● Required work
Reproduce all of the records below verbatim, leaving out the pictures.

* begin Input data *

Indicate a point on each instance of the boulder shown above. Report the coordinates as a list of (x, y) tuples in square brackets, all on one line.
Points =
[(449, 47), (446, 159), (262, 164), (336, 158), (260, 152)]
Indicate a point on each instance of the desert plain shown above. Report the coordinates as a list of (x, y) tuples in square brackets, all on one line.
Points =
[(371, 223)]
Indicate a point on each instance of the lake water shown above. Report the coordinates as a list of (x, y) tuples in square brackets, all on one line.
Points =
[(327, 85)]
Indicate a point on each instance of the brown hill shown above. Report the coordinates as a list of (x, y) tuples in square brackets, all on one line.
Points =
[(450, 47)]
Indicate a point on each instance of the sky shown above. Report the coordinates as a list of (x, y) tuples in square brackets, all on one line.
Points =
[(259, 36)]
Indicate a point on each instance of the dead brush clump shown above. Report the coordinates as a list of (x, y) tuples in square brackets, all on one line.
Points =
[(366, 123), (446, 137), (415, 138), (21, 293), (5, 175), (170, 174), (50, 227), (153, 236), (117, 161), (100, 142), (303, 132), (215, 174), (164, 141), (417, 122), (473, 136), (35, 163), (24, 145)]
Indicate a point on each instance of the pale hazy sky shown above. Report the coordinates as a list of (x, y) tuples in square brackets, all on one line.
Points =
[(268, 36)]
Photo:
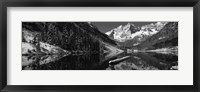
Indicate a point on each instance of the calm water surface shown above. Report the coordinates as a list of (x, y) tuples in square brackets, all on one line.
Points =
[(134, 61)]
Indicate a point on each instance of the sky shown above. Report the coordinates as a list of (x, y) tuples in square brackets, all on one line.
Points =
[(107, 26)]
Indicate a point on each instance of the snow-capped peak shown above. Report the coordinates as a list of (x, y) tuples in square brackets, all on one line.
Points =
[(130, 31)]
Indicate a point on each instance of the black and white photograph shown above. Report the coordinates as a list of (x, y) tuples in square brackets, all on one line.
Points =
[(93, 45)]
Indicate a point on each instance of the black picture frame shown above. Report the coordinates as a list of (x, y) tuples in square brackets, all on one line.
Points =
[(98, 3)]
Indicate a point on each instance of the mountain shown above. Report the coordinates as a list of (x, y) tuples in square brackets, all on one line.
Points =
[(167, 37), (61, 37), (130, 35)]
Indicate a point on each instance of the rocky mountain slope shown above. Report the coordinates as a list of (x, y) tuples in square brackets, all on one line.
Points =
[(130, 35), (166, 37)]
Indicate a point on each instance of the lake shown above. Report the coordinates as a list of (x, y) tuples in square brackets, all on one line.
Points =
[(95, 61)]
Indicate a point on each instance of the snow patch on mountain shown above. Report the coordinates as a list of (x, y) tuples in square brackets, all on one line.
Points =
[(130, 31)]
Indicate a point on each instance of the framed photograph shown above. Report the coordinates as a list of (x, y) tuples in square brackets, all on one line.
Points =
[(85, 45)]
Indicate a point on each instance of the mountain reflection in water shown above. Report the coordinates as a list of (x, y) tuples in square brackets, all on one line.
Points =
[(135, 61)]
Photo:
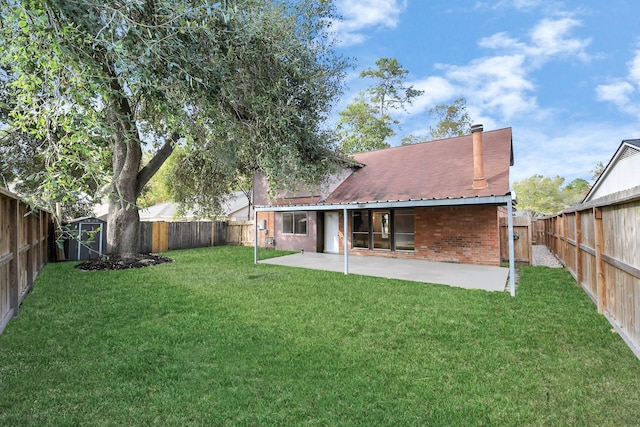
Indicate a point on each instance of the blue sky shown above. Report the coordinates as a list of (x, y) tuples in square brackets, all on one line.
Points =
[(565, 75)]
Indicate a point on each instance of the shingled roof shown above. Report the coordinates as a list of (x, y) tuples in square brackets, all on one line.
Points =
[(441, 169)]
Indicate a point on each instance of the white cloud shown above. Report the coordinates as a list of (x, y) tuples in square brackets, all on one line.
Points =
[(617, 92), (623, 92), (360, 15), (634, 69), (549, 39), (502, 86)]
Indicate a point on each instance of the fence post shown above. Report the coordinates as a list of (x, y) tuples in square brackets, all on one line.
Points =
[(14, 264), (600, 278), (579, 273)]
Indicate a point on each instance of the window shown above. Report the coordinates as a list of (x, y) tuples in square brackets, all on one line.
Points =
[(360, 229), (403, 227), (391, 229), (294, 223), (381, 230)]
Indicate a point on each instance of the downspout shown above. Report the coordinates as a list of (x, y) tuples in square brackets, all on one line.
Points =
[(255, 239), (512, 267), (345, 239)]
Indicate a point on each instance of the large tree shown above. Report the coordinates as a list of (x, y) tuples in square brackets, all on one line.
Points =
[(237, 84), (366, 124), (452, 120)]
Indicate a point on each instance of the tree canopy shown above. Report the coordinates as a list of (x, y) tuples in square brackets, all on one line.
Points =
[(238, 85), (540, 195), (366, 124), (453, 120)]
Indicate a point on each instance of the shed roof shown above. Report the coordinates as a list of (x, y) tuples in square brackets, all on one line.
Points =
[(430, 170)]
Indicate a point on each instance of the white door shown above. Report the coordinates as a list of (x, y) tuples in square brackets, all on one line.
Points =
[(331, 236)]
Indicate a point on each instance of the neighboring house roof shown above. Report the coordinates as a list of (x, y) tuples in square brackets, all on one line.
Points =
[(621, 173), (441, 169)]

* end Input data *

● Exercise output
Indicate a point on each instance of the boulder shown above. Report the coordinates as a list of (x, y) tuples in square brackets, all on one line.
Points =
[(449, 47), (446, 159), (262, 164), (336, 158), (260, 152)]
Indicate a point on each instance of the desert plain shown above. Report the coordinates as a list of (x, y) tuples in square brackets, all on one line.
Points =
[(371, 223)]
Indicate a point on each instance of the lake water shown above. Report the coordinates as a list of (x, y) tuples in square brackets, all on one line.
Points =
[(327, 85)]
Indicate a point on each instance of the brown hill shown above. Report the coordinates as a list of (x, y) tuples in square brackets, all on one line.
Points =
[(450, 47)]
Indicate a point on each instance of the sky shown above. Report the coordinates as a list of (x, y) tuples in square brackets, all on one line.
Points =
[(259, 36)]
Indicate a point on each instance of the dead brush clump shown above. Report the coordinates as a list of (x, y) tuples in square brackets, all on one line.
Points =
[(366, 123), (446, 137), (415, 138), (21, 293), (5, 175), (170, 174), (50, 227), (153, 236), (117, 161), (100, 142), (303, 132), (215, 174), (164, 141), (417, 122), (473, 136), (35, 163), (24, 145)]
Indicate a point on each instance of the pale hazy sky shown above. Report the coordinates as a list of (x, y) tuples in square brackets, all on one line.
Points =
[(268, 36)]
Photo:
Indicate a point on each instance of the calm water surface shown above. Report the coordinates as a list of (x, y) tuples in square brackets, all on one line.
Points =
[(134, 61)]
Indicate a point on each instance of the sky shown above. Report the coordinates as a list of (x, y) tuples in square brackets, all on one line.
Points =
[(107, 26)]
Indicate a point on each instance of the snow-capped peak shown above. Report the coordinates as a list of (x, y) tuples in square brackets, all on one line.
Points =
[(130, 31)]
Indicate a point on each instance of the black and white photograph shown above. Report the coordinates as a list of (x, y) tuples in square brackets, all on one line.
Points =
[(93, 45)]
Indicate a point on each instance of the black picture frame shown above. Report the coordinates as a list of (x, y) tuples in square brackets, all on one line.
Points =
[(98, 3)]
Indicate a point on each instance of the mountain shown above. Report the coordinates as a list of (x, y) tuples in square brackets, all on one line.
Points =
[(167, 37), (61, 37), (130, 35)]
Indicate a point on each instance of the rocky mountain slope shown above. Report the coordinates as a list of (x, y) tuples in square brackets, all on one line.
Points =
[(130, 35), (166, 37)]
Indicate a point on each instance of the lake shown above. Report the coordinates as a list of (x, y) tuples in square brackets, all on one line.
Points =
[(95, 61)]
Indicate a point on each instance of the snow patch on mountain shown above. Report the coordinates as a list of (x, y) tuples in square brackets, all on one line.
Points =
[(130, 31)]
Indicate a point on each instance of the framed photograph shown above. Report the coordinates as a list of (x, y) tuples in square brackets, all on one line.
Points =
[(85, 45)]
Indicate a point on each instance of the mountain reflection in water shown above. Report the coordinates as a list of (x, y) tuples in square brackets, all on one line.
Points =
[(135, 61)]
Photo:
Indicate a point on each instance of the blue sky shown above. Report the coordinates as a list of (x, y) tuples in square brackets, all on one line.
Points =
[(565, 75)]
Indicate a point on each instance of the shingled roof shown above. Report the coordinates as a list of (x, y) tuples in square brackets, all on one line.
Points =
[(441, 169)]
Indicate a point on each instance of the white cloud shown above. Report the coordinates as a list of (x, y) tuples in square brackets, all on one line.
Points =
[(617, 92), (623, 92), (360, 15), (634, 69), (549, 39), (502, 86)]
Indicate a point on each instance of the fence post shown above. Report the coordinates as a list of (x, y) tuples in square brackets, all on one line.
Points =
[(14, 264), (600, 278), (579, 273)]
Indicate a point on each instance of the window shown above. Report the coordinates as a list of (x, y) tuples in square brackets, all on one line.
Points =
[(360, 229), (403, 227), (391, 229), (294, 223), (381, 230)]
Indicate a point on each instance of the downspout shown above. Report the coordinates as a list of (x, y) tuples in square brackets, all on one line.
Points =
[(255, 239), (512, 267), (345, 239)]
Indicate a point on each instance of the large tree shown above. Report the coordinates as a list of (x, y) tuples in square brackets, all on one line.
Points =
[(237, 84), (366, 124), (452, 120)]
Indicate a point on each instance of the tree canopy shown above. Report the coordinates as a list of (x, y) tuples in square brackets, all on one line.
Points =
[(238, 85), (540, 195), (366, 124), (453, 120)]
Indicate a point on each instance of the shed roof shown above. Report the coordinates as a list of (x, y) tuples in square brackets, all on one line.
Points =
[(430, 170)]
Indicate a point on each instance of the white door shown above. Report the coordinates as a list of (x, y) tuples in square brackets, all on one line.
Points =
[(331, 236)]
Indicate a point on each instance of the neighboring house roof shown above. Report the coordinates as a list of (x, y) tuples in square brackets, all on one line.
Points =
[(621, 173), (441, 169)]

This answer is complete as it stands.